**Exercise details**
Repeat the lines below word for word, from the very first one up to and including the line that contains "column 145, row 168".

─── Extracted entries

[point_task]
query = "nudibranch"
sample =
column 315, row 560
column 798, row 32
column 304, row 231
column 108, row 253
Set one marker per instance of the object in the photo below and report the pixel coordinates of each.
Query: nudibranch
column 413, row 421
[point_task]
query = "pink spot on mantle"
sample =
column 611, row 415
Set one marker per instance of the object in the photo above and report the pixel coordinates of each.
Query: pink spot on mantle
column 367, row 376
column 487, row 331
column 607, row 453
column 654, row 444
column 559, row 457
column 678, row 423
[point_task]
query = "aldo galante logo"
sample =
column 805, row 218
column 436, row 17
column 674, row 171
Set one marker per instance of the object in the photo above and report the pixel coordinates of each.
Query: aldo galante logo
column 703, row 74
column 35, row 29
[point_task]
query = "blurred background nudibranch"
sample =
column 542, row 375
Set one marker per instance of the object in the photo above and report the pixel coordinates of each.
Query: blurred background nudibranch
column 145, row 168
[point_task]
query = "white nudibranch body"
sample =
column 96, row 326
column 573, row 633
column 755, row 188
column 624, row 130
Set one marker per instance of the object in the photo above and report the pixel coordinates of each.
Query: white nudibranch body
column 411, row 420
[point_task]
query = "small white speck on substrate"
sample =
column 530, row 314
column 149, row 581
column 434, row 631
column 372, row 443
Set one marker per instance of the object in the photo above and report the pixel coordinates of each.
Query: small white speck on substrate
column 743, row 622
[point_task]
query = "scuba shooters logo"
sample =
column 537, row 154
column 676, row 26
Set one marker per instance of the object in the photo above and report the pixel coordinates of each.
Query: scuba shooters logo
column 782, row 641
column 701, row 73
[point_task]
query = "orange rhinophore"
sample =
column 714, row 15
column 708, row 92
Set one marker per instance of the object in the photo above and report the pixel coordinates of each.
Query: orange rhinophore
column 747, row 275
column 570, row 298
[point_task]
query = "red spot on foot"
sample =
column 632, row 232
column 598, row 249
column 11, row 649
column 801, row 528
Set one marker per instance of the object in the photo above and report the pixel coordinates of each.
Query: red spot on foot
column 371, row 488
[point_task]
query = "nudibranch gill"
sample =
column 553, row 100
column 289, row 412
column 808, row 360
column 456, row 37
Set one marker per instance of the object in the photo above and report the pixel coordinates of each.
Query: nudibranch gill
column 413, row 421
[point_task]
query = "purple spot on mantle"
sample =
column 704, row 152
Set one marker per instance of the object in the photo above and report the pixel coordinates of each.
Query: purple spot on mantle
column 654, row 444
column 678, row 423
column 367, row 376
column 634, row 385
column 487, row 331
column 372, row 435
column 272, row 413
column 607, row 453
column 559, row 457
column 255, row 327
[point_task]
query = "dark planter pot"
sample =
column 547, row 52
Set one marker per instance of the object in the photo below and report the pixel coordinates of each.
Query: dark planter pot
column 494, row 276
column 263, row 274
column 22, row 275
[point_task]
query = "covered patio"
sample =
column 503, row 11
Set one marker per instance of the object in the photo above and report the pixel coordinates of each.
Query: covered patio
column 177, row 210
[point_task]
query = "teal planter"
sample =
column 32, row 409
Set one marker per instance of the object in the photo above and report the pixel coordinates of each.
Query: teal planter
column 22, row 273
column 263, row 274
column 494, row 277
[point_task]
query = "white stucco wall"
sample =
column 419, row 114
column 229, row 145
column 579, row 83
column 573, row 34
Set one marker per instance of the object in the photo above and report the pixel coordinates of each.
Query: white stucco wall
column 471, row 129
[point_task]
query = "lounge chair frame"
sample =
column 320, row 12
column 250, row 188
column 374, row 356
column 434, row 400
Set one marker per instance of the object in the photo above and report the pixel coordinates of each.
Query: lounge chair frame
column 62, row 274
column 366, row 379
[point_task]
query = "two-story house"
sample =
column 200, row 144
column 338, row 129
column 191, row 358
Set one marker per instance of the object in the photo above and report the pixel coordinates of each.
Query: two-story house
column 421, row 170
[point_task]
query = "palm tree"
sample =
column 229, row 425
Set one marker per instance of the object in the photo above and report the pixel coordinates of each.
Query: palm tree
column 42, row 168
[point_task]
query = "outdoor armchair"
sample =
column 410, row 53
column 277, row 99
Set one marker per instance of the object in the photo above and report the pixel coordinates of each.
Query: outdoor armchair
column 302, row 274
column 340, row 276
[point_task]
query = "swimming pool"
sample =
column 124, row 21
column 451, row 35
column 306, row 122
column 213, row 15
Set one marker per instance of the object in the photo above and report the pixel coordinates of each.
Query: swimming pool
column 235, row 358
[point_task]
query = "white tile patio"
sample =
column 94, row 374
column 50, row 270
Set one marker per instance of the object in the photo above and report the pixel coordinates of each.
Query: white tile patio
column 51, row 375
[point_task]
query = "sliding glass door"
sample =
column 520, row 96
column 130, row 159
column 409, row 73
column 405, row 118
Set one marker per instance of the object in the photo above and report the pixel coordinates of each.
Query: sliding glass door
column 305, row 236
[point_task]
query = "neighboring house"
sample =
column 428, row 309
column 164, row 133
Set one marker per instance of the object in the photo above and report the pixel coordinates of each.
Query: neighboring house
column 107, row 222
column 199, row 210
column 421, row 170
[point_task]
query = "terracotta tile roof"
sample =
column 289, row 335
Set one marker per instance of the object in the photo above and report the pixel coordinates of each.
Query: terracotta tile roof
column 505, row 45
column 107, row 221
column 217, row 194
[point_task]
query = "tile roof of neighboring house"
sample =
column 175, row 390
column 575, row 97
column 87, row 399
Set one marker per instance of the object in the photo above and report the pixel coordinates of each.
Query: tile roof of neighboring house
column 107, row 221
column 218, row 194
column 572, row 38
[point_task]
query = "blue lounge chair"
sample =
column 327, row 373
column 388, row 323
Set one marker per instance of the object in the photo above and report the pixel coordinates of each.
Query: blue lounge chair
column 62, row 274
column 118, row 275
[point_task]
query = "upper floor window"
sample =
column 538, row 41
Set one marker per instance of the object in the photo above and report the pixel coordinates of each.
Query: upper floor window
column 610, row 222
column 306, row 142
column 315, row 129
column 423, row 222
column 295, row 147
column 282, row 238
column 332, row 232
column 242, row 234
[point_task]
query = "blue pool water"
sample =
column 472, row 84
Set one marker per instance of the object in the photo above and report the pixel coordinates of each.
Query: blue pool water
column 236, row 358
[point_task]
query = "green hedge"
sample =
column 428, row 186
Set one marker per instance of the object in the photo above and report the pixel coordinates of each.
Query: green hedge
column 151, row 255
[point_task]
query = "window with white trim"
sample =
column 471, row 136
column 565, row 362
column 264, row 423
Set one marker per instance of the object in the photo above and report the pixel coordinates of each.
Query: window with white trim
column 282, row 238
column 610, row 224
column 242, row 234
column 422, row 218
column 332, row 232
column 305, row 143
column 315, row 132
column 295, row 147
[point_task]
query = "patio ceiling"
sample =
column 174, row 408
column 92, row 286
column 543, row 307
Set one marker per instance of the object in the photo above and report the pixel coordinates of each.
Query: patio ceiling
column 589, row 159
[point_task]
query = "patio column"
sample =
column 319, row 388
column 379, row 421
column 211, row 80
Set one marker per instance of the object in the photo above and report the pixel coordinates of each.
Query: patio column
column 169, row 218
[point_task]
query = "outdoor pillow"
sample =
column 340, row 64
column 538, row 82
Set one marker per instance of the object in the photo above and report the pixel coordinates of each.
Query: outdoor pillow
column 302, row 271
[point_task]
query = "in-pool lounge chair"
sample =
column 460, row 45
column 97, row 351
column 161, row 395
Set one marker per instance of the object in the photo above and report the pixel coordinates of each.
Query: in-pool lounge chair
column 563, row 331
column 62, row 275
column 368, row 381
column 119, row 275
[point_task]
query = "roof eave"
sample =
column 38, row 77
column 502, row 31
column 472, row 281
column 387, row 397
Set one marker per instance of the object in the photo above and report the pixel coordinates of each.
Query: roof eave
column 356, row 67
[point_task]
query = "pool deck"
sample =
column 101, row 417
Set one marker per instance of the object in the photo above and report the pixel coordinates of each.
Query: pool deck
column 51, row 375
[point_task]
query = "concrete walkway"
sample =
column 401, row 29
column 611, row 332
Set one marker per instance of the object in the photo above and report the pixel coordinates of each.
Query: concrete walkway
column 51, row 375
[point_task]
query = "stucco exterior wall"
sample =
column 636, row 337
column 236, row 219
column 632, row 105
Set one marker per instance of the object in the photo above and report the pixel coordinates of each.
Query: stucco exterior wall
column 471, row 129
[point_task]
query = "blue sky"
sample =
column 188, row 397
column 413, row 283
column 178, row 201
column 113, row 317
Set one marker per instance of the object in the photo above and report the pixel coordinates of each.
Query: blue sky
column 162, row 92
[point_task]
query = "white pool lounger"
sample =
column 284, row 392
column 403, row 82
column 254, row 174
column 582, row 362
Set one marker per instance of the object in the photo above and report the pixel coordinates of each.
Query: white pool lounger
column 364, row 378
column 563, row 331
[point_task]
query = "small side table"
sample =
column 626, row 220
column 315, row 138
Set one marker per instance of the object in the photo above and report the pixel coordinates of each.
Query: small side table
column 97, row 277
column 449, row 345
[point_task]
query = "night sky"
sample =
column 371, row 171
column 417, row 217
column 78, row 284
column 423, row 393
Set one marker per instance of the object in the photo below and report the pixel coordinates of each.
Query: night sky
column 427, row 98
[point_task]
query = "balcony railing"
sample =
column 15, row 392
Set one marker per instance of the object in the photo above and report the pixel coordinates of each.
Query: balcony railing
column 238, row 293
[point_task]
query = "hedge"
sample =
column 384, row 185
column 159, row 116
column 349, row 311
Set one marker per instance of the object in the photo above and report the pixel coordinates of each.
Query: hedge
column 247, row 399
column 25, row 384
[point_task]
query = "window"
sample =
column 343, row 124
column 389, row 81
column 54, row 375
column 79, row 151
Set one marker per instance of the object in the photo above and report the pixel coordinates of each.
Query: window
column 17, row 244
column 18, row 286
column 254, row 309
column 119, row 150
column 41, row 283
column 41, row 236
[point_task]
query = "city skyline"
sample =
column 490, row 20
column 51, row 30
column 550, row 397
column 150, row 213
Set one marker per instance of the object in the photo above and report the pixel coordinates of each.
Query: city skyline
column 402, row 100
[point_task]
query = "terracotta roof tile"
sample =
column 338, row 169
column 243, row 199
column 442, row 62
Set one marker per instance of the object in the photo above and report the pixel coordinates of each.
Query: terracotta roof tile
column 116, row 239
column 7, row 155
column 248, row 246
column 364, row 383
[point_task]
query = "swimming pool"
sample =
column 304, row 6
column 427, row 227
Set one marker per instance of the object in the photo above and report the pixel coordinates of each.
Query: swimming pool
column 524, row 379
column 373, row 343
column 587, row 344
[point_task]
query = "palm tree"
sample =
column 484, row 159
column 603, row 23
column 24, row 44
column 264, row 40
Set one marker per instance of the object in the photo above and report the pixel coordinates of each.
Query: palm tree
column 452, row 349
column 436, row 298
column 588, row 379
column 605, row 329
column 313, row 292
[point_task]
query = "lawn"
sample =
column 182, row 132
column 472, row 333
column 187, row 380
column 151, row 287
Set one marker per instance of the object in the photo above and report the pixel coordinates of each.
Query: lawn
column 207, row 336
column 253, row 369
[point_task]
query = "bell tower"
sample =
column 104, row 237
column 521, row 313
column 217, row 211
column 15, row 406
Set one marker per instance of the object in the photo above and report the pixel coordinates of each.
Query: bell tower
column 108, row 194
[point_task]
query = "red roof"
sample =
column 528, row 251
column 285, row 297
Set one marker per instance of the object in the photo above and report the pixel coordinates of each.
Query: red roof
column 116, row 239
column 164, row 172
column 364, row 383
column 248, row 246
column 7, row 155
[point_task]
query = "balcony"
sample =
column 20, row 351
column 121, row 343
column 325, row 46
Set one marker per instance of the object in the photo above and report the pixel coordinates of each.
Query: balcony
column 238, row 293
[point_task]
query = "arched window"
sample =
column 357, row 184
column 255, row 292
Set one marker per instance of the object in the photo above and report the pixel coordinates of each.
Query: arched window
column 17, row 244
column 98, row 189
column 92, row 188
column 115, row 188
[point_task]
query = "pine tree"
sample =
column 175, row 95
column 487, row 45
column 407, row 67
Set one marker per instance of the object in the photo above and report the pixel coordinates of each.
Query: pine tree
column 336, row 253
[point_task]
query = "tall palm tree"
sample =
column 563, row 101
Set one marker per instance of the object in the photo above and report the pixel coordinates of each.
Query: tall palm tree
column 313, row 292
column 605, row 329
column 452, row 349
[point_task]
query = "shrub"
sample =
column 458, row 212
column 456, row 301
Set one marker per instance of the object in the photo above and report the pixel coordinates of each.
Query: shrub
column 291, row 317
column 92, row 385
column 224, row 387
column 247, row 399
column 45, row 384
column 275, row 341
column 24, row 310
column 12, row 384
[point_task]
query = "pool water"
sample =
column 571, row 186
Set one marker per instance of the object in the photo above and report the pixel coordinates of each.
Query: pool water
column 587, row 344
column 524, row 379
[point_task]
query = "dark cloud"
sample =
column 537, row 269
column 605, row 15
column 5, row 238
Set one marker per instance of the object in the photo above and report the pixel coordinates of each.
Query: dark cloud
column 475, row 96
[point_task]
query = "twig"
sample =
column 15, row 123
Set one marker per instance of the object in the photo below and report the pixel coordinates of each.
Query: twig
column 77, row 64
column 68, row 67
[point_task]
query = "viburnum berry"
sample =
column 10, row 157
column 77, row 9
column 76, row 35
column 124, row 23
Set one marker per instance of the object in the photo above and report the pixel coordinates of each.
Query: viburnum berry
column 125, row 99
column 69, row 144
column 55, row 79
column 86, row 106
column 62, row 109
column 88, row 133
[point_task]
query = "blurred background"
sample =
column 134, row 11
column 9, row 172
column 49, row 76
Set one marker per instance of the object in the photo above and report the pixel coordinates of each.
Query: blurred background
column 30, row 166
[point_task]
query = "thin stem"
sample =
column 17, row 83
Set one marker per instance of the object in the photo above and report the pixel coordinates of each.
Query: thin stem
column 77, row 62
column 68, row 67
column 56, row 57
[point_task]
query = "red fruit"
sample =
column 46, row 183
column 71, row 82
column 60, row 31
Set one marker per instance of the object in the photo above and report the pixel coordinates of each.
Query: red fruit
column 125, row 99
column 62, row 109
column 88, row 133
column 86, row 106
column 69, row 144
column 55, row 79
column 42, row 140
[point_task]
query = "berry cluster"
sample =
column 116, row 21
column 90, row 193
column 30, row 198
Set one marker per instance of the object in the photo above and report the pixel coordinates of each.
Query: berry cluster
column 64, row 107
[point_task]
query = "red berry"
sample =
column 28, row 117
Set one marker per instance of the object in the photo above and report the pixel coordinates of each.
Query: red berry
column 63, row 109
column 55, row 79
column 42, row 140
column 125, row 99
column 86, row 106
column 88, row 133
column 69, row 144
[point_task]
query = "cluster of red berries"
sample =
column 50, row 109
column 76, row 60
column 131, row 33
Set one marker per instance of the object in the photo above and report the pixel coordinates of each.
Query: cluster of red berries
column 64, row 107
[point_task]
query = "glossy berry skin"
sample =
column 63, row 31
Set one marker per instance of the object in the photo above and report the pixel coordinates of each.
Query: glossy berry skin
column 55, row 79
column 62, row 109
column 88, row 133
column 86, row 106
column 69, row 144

──────

**Answer for the task**
[point_task]
query = "nudibranch"
sample =
column 315, row 560
column 798, row 32
column 304, row 231
column 108, row 253
Set one marker per instance of the object in the photo below and report the pixel coordinates of each.
Query: nudibranch
column 413, row 421
[point_task]
query = "pink spot on mantle"
sample =
column 611, row 415
Set one marker per instance of the object in the photo above and report the pixel coordinates of each.
Query: pink spot on mantle
column 367, row 376
column 487, row 331
column 607, row 453
column 654, row 444
column 559, row 457
column 678, row 423
[point_task]
query = "aldo galante logo"
sample =
column 805, row 218
column 436, row 17
column 674, row 171
Set one marker per instance of the object in the photo above and report the pixel coordinates of each.
Query: aldo galante logo
column 703, row 74
column 35, row 29
[point_task]
query = "blurred background nudibranch"
sample =
column 542, row 375
Set one marker per instance of the object in the photo above and report the pixel coordinates of each.
Query: blurred background nudibranch
column 145, row 168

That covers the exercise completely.